BEGIN Data
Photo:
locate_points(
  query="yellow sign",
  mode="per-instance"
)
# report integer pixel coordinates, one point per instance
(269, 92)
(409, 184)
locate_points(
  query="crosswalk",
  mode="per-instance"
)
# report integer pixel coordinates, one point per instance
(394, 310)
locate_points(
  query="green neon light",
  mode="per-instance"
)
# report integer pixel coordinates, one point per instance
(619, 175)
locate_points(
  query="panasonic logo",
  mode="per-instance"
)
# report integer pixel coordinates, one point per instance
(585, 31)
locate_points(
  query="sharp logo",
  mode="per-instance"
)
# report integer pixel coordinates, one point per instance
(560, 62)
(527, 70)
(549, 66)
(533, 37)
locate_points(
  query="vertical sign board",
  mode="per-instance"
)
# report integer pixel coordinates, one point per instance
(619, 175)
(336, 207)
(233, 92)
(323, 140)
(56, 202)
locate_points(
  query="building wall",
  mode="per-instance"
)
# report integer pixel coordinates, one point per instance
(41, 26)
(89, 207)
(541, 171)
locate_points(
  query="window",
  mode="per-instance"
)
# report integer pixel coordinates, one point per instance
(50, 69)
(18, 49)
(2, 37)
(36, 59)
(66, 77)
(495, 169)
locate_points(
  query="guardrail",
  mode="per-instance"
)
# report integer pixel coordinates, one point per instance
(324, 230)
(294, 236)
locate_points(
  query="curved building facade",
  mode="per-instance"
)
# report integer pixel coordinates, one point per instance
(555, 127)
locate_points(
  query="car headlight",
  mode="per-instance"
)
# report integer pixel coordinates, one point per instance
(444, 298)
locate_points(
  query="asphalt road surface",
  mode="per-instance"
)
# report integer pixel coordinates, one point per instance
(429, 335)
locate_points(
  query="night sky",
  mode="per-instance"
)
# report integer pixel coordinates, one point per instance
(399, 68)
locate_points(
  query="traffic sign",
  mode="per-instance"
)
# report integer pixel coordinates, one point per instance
END Data
Copy all of the material above word for word, line by line.

Photo:
locate_points(
  query="yellow sign",
  mode="per-instance"
)
# report integer pixel coordinates, one point per instance
(269, 92)
(409, 184)
locate_points(
  query="crosswalk",
  mode="per-instance"
)
# report integer pixel coordinates, one point per instance
(394, 310)
locate_points(
  query="green neon light",
  mode="per-instance"
)
# report integer pixel coordinates, one point per instance
(619, 175)
locate_points(
  query="panasonic logo",
  mode="per-instance"
)
# report integer pixel coordinates, one point per instance
(585, 31)
locate_points(
  query="sharp logo",
  mode="per-instance"
)
# report integer pixel coordinates, one point per instance
(560, 62)
(527, 70)
(549, 66)
(533, 37)
locate_points(
  query="vertical sign board",
  mode="per-instance"
)
# report integer pixel coordinates, one point per instance
(619, 175)
(336, 207)
(233, 92)
(323, 140)
(56, 202)
locate_points(
  query="building wall",
  mode="per-instance"
)
# report integer pixel coordinates, one point per instance
(41, 26)
(89, 207)
(541, 171)
locate_points(
  query="window",
  mode="per-instance"
)
# report integer pixel coordinates, one point per instance
(50, 69)
(18, 49)
(2, 37)
(36, 59)
(66, 77)
(495, 169)
locate_points(
  query="guardrail",
  mode="per-instance"
)
# report integer pixel coordinates, one point per instance
(324, 230)
(294, 236)
locate_points(
  query="curved building facade",
  mode="per-instance"
)
# report integer pixel coordinates, one point per instance
(555, 127)
locate_points(
  query="car headlight",
  mode="per-instance"
)
# report integer pixel coordinates, one point per instance
(444, 298)
locate_points(
  query="asphalt road surface",
  mode="per-instance"
)
# report integer pixel coordinates, one point per instance
(429, 335)
locate_points(
  query="night sky",
  mode="per-instance"
)
# report integer pixel coordinates, one point per instance
(399, 68)
locate_points(
  query="traffic sign",
  mode="per-instance"
)
# report integer pixel coordinates, one point per instance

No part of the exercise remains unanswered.